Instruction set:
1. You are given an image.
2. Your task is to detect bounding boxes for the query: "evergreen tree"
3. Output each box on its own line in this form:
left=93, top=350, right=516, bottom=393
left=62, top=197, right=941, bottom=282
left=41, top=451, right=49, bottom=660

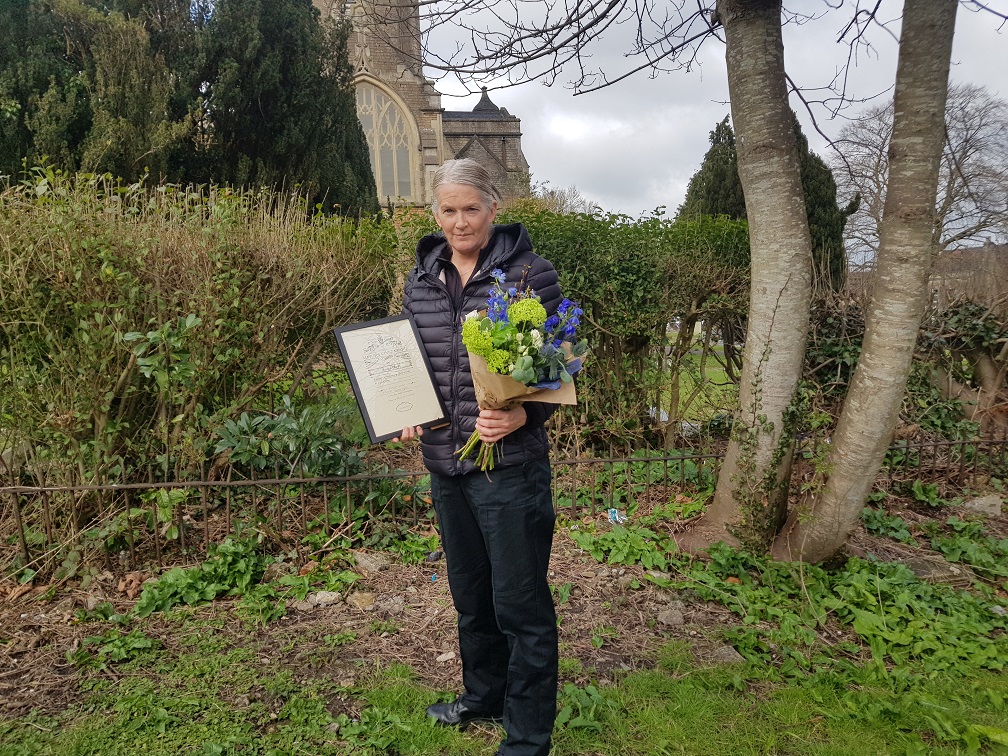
left=94, top=0, right=212, bottom=178
left=2, top=0, right=376, bottom=215
left=676, top=116, right=746, bottom=220
left=198, top=0, right=378, bottom=215
left=79, top=8, right=190, bottom=180
left=1, top=0, right=189, bottom=180
left=792, top=112, right=859, bottom=290
left=0, top=0, right=89, bottom=176
left=678, top=114, right=857, bottom=289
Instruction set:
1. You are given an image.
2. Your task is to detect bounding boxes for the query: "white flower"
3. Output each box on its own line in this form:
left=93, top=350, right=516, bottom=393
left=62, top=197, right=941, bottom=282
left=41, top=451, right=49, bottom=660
left=530, top=329, right=543, bottom=349
left=465, top=310, right=479, bottom=320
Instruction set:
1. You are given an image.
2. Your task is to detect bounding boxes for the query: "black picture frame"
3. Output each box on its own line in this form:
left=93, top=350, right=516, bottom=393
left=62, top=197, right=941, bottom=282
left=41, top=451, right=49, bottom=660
left=334, top=314, right=448, bottom=444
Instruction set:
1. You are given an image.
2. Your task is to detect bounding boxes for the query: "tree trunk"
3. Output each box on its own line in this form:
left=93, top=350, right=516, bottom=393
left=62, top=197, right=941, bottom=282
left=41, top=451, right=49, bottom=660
left=773, top=0, right=958, bottom=563
left=679, top=0, right=812, bottom=552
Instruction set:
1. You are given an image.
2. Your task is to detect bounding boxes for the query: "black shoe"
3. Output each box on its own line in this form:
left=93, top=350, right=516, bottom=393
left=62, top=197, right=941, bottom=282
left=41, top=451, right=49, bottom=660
left=426, top=699, right=503, bottom=729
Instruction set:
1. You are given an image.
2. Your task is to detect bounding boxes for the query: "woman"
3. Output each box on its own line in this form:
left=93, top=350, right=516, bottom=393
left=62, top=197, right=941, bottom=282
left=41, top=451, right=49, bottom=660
left=397, top=159, right=559, bottom=756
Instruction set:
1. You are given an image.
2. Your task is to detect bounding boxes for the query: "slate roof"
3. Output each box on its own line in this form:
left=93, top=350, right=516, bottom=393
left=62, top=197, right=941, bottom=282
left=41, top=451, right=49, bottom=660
left=442, top=87, right=515, bottom=121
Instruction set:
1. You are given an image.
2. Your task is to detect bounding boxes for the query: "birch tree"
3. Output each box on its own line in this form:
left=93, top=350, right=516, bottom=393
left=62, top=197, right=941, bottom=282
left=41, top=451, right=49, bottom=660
left=773, top=0, right=959, bottom=562
left=678, top=0, right=812, bottom=552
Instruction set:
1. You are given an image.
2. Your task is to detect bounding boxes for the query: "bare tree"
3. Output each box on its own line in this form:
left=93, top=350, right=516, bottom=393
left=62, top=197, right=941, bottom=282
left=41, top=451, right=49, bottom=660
left=679, top=0, right=811, bottom=552
left=774, top=0, right=958, bottom=562
left=529, top=180, right=602, bottom=214
left=834, top=83, right=1008, bottom=266
left=413, top=0, right=719, bottom=93
left=360, top=1, right=1006, bottom=101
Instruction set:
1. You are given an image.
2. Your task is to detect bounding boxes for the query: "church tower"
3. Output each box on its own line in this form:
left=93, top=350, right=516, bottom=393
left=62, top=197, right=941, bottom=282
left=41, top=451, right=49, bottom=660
left=313, top=0, right=529, bottom=206
left=443, top=88, right=530, bottom=204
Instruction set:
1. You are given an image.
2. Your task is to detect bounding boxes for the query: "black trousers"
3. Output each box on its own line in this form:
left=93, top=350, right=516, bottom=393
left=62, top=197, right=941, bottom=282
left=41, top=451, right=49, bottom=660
left=430, top=459, right=558, bottom=756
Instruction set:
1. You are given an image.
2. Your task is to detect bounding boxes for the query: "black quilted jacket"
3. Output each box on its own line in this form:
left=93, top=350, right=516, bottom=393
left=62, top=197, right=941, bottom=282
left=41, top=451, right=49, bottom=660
left=403, top=223, right=562, bottom=476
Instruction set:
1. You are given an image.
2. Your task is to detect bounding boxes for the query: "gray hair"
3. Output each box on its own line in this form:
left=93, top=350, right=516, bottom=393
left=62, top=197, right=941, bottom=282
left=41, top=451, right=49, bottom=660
left=431, top=159, right=501, bottom=213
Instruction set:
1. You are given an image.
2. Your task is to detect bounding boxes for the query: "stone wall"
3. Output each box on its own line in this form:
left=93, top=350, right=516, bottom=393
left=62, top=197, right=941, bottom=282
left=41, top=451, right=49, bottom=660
left=312, top=0, right=529, bottom=206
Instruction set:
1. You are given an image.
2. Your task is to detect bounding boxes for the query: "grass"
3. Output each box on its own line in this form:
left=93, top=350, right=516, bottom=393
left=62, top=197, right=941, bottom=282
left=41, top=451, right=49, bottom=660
left=555, top=661, right=1008, bottom=755
left=659, top=348, right=738, bottom=425
left=3, top=629, right=1006, bottom=756
left=2, top=477, right=1007, bottom=755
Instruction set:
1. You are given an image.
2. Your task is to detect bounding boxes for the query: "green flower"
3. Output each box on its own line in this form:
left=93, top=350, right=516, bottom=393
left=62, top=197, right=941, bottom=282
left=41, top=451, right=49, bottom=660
left=461, top=317, right=493, bottom=357
left=486, top=349, right=512, bottom=374
left=507, top=298, right=547, bottom=329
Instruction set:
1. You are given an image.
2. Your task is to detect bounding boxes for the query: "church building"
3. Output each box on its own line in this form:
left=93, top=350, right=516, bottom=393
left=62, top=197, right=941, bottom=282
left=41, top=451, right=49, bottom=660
left=313, top=0, right=530, bottom=207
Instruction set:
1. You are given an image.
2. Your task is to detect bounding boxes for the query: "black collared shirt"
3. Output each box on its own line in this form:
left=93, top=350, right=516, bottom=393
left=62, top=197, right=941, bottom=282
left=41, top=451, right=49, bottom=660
left=436, top=242, right=492, bottom=308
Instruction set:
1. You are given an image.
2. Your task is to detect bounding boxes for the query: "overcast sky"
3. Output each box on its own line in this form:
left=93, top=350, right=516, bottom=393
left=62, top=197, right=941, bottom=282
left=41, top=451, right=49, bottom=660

◆ ◆ ◆ ◆ ◆ ◆ ◆

● ACTIVITY: Return the data exactly. Pictures stay out.

● EXERCISE RESULT:
Instruction set:
1. You are given an image.
2. Your task is to detect bounding boxes for the query: "evergreen tree"
3. Output each box on its own line in this form:
left=93, top=350, right=516, bottom=393
left=62, top=197, right=941, bottom=282
left=41, top=451, right=49, bottom=660

left=94, top=0, right=212, bottom=178
left=2, top=0, right=376, bottom=215
left=676, top=116, right=746, bottom=220
left=198, top=0, right=378, bottom=215
left=79, top=8, right=190, bottom=180
left=1, top=0, right=189, bottom=180
left=792, top=112, right=859, bottom=290
left=0, top=0, right=89, bottom=176
left=678, top=114, right=857, bottom=289
Instruction set:
1. You are given an image.
2. Your task is to detect bounding boxes for the query: "white flower"
3. Output each box on its own line in this form:
left=93, top=350, right=516, bottom=393
left=62, top=197, right=941, bottom=282
left=41, top=451, right=49, bottom=660
left=530, top=329, right=543, bottom=349
left=465, top=310, right=479, bottom=320
Instruction set:
1. You are given an image.
2. Your task is to detect bounding boxes for the query: "black picture frame"
3. Output each box on its own line in this form:
left=93, top=350, right=516, bottom=393
left=62, top=197, right=941, bottom=282
left=41, top=451, right=49, bottom=660
left=334, top=314, right=448, bottom=444
Instruction set:
1. You are given an image.
2. Your task is to detect bounding boxes for the query: "tree trunk"
3. Output each box on its own line in this form:
left=93, top=350, right=516, bottom=393
left=62, top=197, right=941, bottom=282
left=41, top=451, right=49, bottom=660
left=773, top=0, right=958, bottom=563
left=679, top=0, right=812, bottom=552
Instruction set:
1. You are given an image.
2. Your task is to detect bounding boxes for the query: "black shoe"
3. Output each box on its own line in this form:
left=93, top=350, right=516, bottom=393
left=62, top=197, right=941, bottom=282
left=41, top=451, right=49, bottom=660
left=426, top=699, right=503, bottom=729
Instruction set:
1. You are given an image.
2. Your task is to detect bounding boxes for the query: "woman"
3. Output each box on its own line in this form:
left=93, top=350, right=516, bottom=393
left=62, top=197, right=941, bottom=282
left=41, top=451, right=49, bottom=660
left=397, top=159, right=559, bottom=756
Instruction set:
1. You are given an image.
2. Your task is to detect bounding boxes for the query: "slate roof"
3. Output each box on its own line in this form:
left=93, top=350, right=516, bottom=393
left=62, top=197, right=941, bottom=282
left=41, top=451, right=49, bottom=660
left=442, top=87, right=515, bottom=121
Instruction set:
1. You are given an image.
2. Your task is to detect bounding boxes for the query: "birch tree"
3. Output each box on its own line in this form:
left=93, top=350, right=516, bottom=393
left=62, top=197, right=941, bottom=282
left=41, top=451, right=49, bottom=660
left=773, top=0, right=959, bottom=562
left=678, top=0, right=812, bottom=552
Instruction set:
1. You are given an image.
2. Your task is to detect bounding boxes for the query: "bare tree"
3. Output each box on its own line in this form:
left=93, top=350, right=516, bottom=393
left=62, top=197, right=941, bottom=282
left=41, top=451, right=49, bottom=660
left=679, top=0, right=811, bottom=552
left=774, top=0, right=958, bottom=562
left=529, top=180, right=602, bottom=214
left=834, top=83, right=1008, bottom=266
left=413, top=0, right=719, bottom=93
left=360, top=1, right=1006, bottom=101
Instruction set:
1. You are given an image.
2. Your task is to detect bounding boxes for the query: "church tower"
3. Output each box on its own line in this form:
left=93, top=350, right=516, bottom=393
left=62, top=197, right=941, bottom=282
left=41, top=451, right=49, bottom=660
left=313, top=0, right=529, bottom=206
left=443, top=88, right=530, bottom=204
Instruction set:
1. You are given an image.
2. Your task is to detect bounding boxes for the query: "black trousers"
3. Output each box on its own line in this form:
left=93, top=350, right=516, bottom=393
left=62, top=197, right=941, bottom=282
left=41, top=451, right=49, bottom=660
left=430, top=459, right=558, bottom=756
Instruction set:
1. You are given an image.
2. Your task is to detect bounding boxes for the query: "black quilted jacket"
3. Output each box on its own line in this form:
left=93, top=350, right=516, bottom=393
left=62, top=197, right=941, bottom=282
left=41, top=451, right=49, bottom=660
left=403, top=223, right=562, bottom=476
Instruction set:
1. You are given an image.
2. Your task is to detect bounding boxes for the query: "gray hair"
3. Output each box on its own line in this form:
left=93, top=350, right=516, bottom=393
left=62, top=197, right=941, bottom=282
left=41, top=451, right=49, bottom=660
left=431, top=159, right=501, bottom=213
Instruction set:
1. You are given an image.
2. Your task is to detect bounding boxes for the query: "stone wall"
3. Output each box on its own line in this form:
left=93, top=350, right=516, bottom=393
left=62, top=197, right=941, bottom=282
left=41, top=451, right=49, bottom=660
left=312, top=0, right=529, bottom=206
Instruction set:
1. You are given an image.
2. Your task is to detect bounding boxes for the query: "grass"
3. Output each box on its own line in this form:
left=93, top=350, right=516, bottom=393
left=62, top=197, right=941, bottom=282
left=41, top=451, right=49, bottom=660
left=555, top=661, right=1008, bottom=755
left=659, top=348, right=738, bottom=425
left=3, top=629, right=1006, bottom=756
left=2, top=477, right=1007, bottom=755
Instruction set:
1. You are given an image.
2. Your task is to detect bounding boxes for the query: "green flower"
3. Output each box on its own line in this form:
left=93, top=350, right=516, bottom=393
left=62, top=197, right=941, bottom=282
left=41, top=451, right=49, bottom=660
left=461, top=317, right=493, bottom=357
left=486, top=349, right=512, bottom=374
left=507, top=298, right=547, bottom=329
Instruction set:
1. You are given an image.
2. Your task is to detect bounding boxes for the query: "church building"
3. Output each box on its own line in this form:
left=93, top=350, right=516, bottom=393
left=62, top=197, right=941, bottom=282
left=41, top=451, right=49, bottom=660
left=313, top=0, right=530, bottom=207
Instruction set:
1. You are given an image.
2. Your task is to detect bounding boxes for the query: "black collared shirt"
3. Output each box on its own line in this form:
left=93, top=350, right=516, bottom=393
left=62, top=197, right=941, bottom=282
left=41, top=451, right=49, bottom=660
left=436, top=242, right=492, bottom=308
Instruction set:
1. You are given an image.
2. Your task is to detect bounding boxes for the query: "overcast sky"
3. Output each box on its own line in this form:
left=93, top=350, right=516, bottom=393
left=62, top=197, right=941, bottom=282
left=41, top=451, right=49, bottom=660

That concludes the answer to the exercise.